→ **Stated task A**:
List every example of nature loss that the climate COP text gives in parentheses.

→ **Passage to read**:
◇ ◇ ◇ ◇ ◇ ◇ ◇
5. Amplify the voice of authoritative science
Whilst the climate COP does rely on the Intergovernmental Panel on Climate Change (IPCC) and other related bodies, such as the Subsidiary Body for Scientific and Technological Advice (SBSTA), it does not have its own permanent scientific advisory body that is formally part of the COP structure. We share growing concerns that climate COPs do not sufficiently integrate or action up the latest scientific evidence. The CBD COP has its own permanent scientific advisory body, which has provided a technical and scientific underpinning for the CBD. And the same could be replicated within the climate COP.

6. Recognise the interdependencies between poverty, inequality and planetary instability
New research from the Earth Commission and from Earth4All affirms the important linkages between ecological and social change processes. If the climate COP is to be more impactful, it must acknowledge that the current rate of nature loss (e.g. freshwater scarcity, land and soil degradation, pollination decline, ocean pollution) is affecting the stability of the planet. Moreover, planetary stability, now at grave risk, is impossible without decisive action on equality, justice and poverty alleviation. This is why we call for a Climate-Poverty Policy Envoy to ensure that these critical links are anchored in the negotiations and implementation actions, especially through dedicated spaces for vulnerable communities to advocate for these linkages.

7. Enhance equitable representation
Despite the climate COP’s new disclosure rules, a record number of 2,456 fossil fuel lobbyists were granted access at COP28, nearly four times more than COP27. The fact that there were far more fossil fuel lobbyists than official representatives from scientific institutions, Indigenous communities and vulnerable nations reflects a systemic imbalance in COP representation. Improving the management of corporate interests within COPs proceedings will require stronger transparency and disclosure rules and clear guidelines that require companies to demonstrate alignment between their climate commitments, business model and lobbying activities. 

In closing, let us reiterate the important role the UNFCCC has played and will continue to play in ensuring ambition on climate change. There is no doubt that climate change is a global challenge and must be solved through multilateral negotiations alongside ambition at the National level through Nationally Determined Contributions. The Paris agreement and subsequent COP decisions have laid a robust foundation for the global policy framework on climate action. Now, we must work together with urgency and purpose, transforming the climate COP so that it can take strategic, action-oriented and accountable decisions to deliver the scale of ambition commensurate with the defining challenge of our time.
◇ ◇ ◇ ◇ ◇ ◇ ◇
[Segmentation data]
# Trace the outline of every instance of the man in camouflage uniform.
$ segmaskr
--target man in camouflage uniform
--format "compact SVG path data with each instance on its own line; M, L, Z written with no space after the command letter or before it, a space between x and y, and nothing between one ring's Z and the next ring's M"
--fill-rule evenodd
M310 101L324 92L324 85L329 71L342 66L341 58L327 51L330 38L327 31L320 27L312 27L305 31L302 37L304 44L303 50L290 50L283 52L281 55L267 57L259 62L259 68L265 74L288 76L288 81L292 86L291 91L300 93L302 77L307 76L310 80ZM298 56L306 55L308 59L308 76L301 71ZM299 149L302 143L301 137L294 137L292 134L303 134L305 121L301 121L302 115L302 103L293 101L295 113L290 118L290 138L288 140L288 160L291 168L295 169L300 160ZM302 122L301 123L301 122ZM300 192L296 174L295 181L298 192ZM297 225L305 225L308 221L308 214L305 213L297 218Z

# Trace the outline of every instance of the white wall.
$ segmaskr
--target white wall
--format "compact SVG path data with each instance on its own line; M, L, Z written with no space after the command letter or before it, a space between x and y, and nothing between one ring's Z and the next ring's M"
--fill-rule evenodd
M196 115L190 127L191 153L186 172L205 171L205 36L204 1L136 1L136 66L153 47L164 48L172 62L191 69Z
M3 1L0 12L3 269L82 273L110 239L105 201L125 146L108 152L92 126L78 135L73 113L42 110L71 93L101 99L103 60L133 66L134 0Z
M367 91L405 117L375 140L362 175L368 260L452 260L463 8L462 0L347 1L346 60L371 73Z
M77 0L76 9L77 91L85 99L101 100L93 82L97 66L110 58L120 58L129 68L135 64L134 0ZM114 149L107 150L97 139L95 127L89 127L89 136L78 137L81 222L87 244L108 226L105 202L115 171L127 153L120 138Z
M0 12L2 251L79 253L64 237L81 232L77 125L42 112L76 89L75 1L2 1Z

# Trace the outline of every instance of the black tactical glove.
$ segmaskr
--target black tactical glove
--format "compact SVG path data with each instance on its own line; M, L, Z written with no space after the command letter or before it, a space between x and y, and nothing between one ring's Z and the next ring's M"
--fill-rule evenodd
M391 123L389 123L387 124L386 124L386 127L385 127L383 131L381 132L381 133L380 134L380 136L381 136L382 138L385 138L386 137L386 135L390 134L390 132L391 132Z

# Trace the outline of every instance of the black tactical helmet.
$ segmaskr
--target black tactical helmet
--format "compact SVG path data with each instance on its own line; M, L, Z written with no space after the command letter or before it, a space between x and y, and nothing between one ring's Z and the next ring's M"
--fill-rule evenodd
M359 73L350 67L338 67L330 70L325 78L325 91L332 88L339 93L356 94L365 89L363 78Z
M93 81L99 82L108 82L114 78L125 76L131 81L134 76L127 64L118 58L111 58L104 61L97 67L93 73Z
◇ ◇ ◇ ◇ ◇ ◇ ◇
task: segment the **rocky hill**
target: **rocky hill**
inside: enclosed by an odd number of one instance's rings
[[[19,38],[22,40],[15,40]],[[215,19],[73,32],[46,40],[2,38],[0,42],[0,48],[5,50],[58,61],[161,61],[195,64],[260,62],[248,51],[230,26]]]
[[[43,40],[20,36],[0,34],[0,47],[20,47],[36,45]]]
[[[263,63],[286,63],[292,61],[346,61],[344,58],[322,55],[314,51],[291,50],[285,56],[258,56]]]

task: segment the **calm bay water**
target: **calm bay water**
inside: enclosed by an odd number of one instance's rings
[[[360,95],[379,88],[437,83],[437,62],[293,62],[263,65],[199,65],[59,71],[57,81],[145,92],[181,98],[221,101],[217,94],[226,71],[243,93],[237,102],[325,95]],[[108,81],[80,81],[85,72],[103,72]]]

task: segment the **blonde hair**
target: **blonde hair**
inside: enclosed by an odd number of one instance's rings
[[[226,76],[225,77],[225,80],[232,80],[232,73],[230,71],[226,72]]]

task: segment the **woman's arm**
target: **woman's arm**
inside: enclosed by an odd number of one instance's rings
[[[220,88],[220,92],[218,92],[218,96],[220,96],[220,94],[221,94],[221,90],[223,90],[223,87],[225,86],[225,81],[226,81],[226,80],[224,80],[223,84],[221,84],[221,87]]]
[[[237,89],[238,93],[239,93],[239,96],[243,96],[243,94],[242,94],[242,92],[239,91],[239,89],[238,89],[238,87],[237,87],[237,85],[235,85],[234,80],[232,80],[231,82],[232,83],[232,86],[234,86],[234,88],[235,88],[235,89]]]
◇ ◇ ◇ ◇ ◇ ◇ ◇
→ **Stated task B**:
In the entries, rewrite everything from the line containing "# Trace the outline of every instance of the white" down to the line containing "M391 123L389 123L387", swapping "white wall" for "pale wall" and leaving all else as is. Output only those lines.

→ **Finished answer A**:
freshwater scarcity, land and soil degradation, pollination decline, ocean pollution

→ **Finished answer B**:
# Trace the outline of every instance of the pale wall.
$ segmaskr
--target pale wall
--format "compact SVG path data with each instance on its own line; M, L, Z written with no space after the command letter or before it, a space between x and y, and nothing between one ring's Z and the next ring's M"
--fill-rule evenodd
M196 115L190 127L191 153L186 172L205 171L205 36L204 1L136 1L136 66L153 47L164 48L172 62L191 69Z
M3 1L0 12L3 269L82 273L110 239L105 201L125 146L108 152L92 126L78 135L73 113L42 110L71 93L101 99L103 60L133 66L134 0Z
M367 91L405 117L375 140L362 175L368 260L452 260L463 8L462 0L347 1L346 60L371 73Z
M77 0L76 9L77 91L85 99L101 100L93 82L97 66L110 58L120 58L129 68L135 64L134 0ZM114 149L107 150L97 139L95 127L89 127L89 136L78 137L81 222L87 244L108 226L105 202L115 171L127 153L120 138Z
M0 12L2 251L79 253L64 237L81 232L77 125L42 112L76 89L75 1L2 1Z

# Trace the outline of every instance of the black tactical glove.
$ segmaskr
--target black tactical glove
--format "compact SVG path data with each instance on its own line; M, L, Z written with no space after the command letter or before it, a space between x and y, and nothing between one ring's Z and the next ring's M"
--fill-rule evenodd
M391 123L389 123L387 124L386 124L386 127L385 127L383 131L381 132L381 133L380 134L380 136L381 136L382 138L385 138L386 137L386 135L390 134L390 132L391 132Z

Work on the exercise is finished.